Text provided START
In preparing this request and taking into account the effects of the 
fiscal year 2006 rescission, we revised our workforce plan to reduce 
fiscal year 2005 hiring and initiated a voluntary early retirement 
opportunity for staff in January 2006. These actions better support 
GAO's strategic plan for serving the Congress, better align GAO's 
workforce to meet mission needs, correct selected skill imbalances, and 
allow us to increase the number of new hires later in fiscal year 2006. 
Our revised hiring plan represents an aggressive hiring level that is 
significantly higher than in recent fiscal years, and it is the maximum 
number of staff we could absorb during fiscal year 2006. These actions 
will also position us to more fully utilize our planned FTE levels of 
3,217 and 3,267 in fiscal years 2006 and 2007, respectively. 

Our fiscal year 2007 budget request includes approximately $502 million 
in direct appropriations and authority to use about $7 million in 
estimated revenue from rental income and reimbursable audit work. Table 
1 summarizes the changes we are requesting in our fiscal year 2007 
budget. 

Table 1: Fiscal Year 2007 Budget Request, Summary of Requested Changes: 

Dollars in thousands. 

FY 2006 enacted budget authority; 
Amount: $489,560; 
FTEs: 3,217; 
Less: rescission; 
Amount: $(4,896); 
FY 2006 revised budget authority; 
Amount: $484,664. 

FY 2007 requested changes: 

Nonrecurring fiscal year 2006 costs; 
Amount: $(5,380); 
Cumulative percentage change: (1%). 

Mandatory pay costs; 
FTEs: 50; 
Amount: $18,469; 
Cumulative percentage change: 3%. 

Price level changes; 
Amount: $4,073; 
Cumulative percentage change: 4%. 

Relatively controllable costs; 
Amount: $7,528. 

Adjustment due to rounding; 
Amount: $1. 

Subtotal - requested changes; 
FTEs: 50; 
Amount: $24,691; 
Cumulative percentage change: 5%. 

Total FY 2007 budget authority required to support GAO operations; 
FTEs: 3,267; 
Amount: $509,355. 

Source: GAO. 

[End of table] 

Our fiscal year 2007 budget request supports three broad program areas: 
Human Capital, Engagement Support, and Infrastructure Operations. 
Consistent with our strategic goal to be a model agency, we have 
undertaken a number of initiatives to implement performance-based, 
market-oriented compensation systems; adopt best practices; benchmark 
service levels and costs; streamline our operations; cross-service and 
outsource activities; and leverage technology to increase efficiency, 
productivity, and results.
Text provided END
Source material START
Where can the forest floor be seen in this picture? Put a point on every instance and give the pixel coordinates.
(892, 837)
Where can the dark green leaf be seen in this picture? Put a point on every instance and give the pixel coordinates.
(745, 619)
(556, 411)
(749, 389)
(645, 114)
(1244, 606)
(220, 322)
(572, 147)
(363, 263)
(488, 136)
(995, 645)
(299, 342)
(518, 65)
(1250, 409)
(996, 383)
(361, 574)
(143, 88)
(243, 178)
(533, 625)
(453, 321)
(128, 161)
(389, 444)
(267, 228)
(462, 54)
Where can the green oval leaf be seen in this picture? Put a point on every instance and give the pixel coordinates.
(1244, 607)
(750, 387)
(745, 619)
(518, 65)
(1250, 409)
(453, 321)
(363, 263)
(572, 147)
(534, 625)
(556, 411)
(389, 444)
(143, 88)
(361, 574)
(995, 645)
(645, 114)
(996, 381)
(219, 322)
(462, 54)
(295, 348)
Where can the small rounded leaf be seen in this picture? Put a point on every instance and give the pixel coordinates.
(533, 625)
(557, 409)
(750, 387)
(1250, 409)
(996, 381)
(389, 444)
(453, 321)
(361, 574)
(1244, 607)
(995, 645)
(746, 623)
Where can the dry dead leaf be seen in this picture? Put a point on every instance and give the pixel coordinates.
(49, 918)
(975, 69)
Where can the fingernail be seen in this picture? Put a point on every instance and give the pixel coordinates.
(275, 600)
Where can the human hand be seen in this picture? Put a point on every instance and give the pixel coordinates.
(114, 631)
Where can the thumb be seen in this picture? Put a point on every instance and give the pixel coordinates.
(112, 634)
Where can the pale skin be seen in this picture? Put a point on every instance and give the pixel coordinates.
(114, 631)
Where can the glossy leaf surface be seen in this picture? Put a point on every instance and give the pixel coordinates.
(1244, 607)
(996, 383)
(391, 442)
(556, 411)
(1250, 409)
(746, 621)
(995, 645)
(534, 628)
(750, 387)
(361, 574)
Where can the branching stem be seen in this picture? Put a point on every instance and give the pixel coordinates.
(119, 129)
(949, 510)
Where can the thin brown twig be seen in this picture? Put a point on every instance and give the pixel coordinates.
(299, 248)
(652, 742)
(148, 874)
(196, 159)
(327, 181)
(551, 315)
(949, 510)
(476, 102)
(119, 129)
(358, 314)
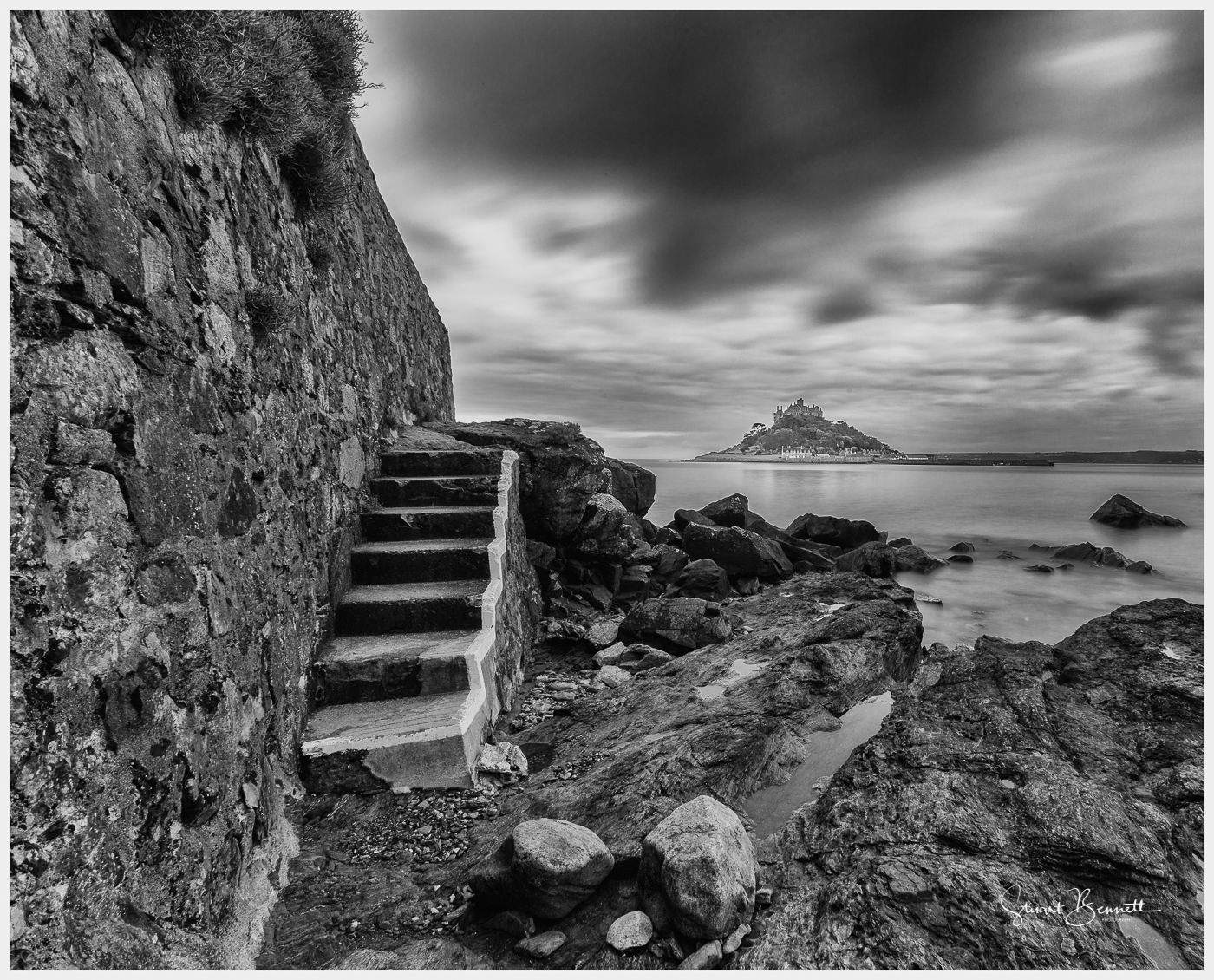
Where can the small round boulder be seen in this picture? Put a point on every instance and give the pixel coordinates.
(558, 865)
(630, 931)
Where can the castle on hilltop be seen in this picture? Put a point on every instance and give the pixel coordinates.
(798, 409)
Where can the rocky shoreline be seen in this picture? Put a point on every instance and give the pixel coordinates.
(676, 672)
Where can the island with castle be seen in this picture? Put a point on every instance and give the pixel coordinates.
(800, 433)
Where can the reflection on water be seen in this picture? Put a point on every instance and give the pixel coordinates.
(999, 509)
(825, 752)
(1151, 941)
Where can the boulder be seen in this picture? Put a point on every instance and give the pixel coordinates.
(677, 624)
(707, 957)
(838, 531)
(874, 559)
(667, 536)
(738, 552)
(728, 512)
(697, 871)
(560, 469)
(544, 867)
(910, 558)
(685, 516)
(607, 528)
(664, 560)
(603, 633)
(702, 578)
(794, 549)
(631, 485)
(1120, 512)
(630, 931)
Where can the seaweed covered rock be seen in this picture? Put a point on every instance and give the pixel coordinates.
(1009, 779)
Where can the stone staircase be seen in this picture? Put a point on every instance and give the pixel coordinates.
(406, 690)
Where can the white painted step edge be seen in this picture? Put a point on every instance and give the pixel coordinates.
(480, 704)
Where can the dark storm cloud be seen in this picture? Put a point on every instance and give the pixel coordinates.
Source material END
Exercise description: Continue the passage on GAO's fiscal year 2007 budget request, beginning after its final sentence on leveraging technology to increase efficiency, productivity, and results.

Response box:
The Human Capital Program provides the resources needed to support a 
diverse, highly educated, knowledge-based workforce comprising 
individuals with a broad array of technical and program skills and 
institutional memory. This workforce represents GAO's human capital-- 
its greatest asset--and is critical to the agency's success in serving 
the Congress and the nation. Human Capital Program costs represent 
nearly 80 percent of our requested budget authority. 

To further ensure our ability to meet congressional needs, we plan to 
allocate approximately $17 million for Engagement Support to: 

* conduct travel, a critical tool to accomplish our mission of 
following the federal dollar cross the country and throughout the 
world, and to ensure the quality of our work; 

* contract for expert advice and assistance when needed to meet 
congressional timeframes for a particular audit or engagement; and: 

* ensure a limited presence in the Middle East to provide more timely, 
responsive information on U.S. activities in the area. 

In addition, we plan to allocate about $91 million--or about 18 percent 
of our total request--for Infrastructure Operations programs and 
initiatives to provide the critical infrastructure to support our work. 
These key activities include information technology, building 
management, knowledge services, human capital operations, and support 
services. 

Performance, Results, and Plans: 

In fiscal year 2005, the Congress focused its attention on a broad 
array of challenging issues affecting the safety, health, and well- 
being of Americans here and abroad, and we were able to provide the 
objective, fact-based information that decision makers needed to 
stimulate debate, change laws, and improve federal programs for the 
betterment of the nation. For example, as the war in Iraq continued, we 
examined how DOD supplied vehicles, body armor, and other materiel to 
the troops in the field; contributed to the debate on military 
compensation; and highlighted the need to improve health, vocational 
rehabilitation, and employment services for seriously injured soldiers 
transitioning from the battlefield to civilian life. We kept pace with 
the Congress's information needs about ways to better protect America 
from terrorism by issuing products and delivering testimonies that 
addressed issues such as security gaps in the nation's passport 
operations that threaten public safety and federal efforts needed to 
improve the security of checked baggage at airports and cargo 
containers coming through U.S. ports. We also explored the financial 
crisis that weakened the airline industry and the impact of this 
situation on the traveling public and airline employees' pensions. We 
performed this work in accordance with our strategic plan for serving 
the Congress, consistent with our professional standards, and guided by 
our core values (see appendix 1). See table 2 for examples of how GAO 
assisted the nation in fiscal year 2005.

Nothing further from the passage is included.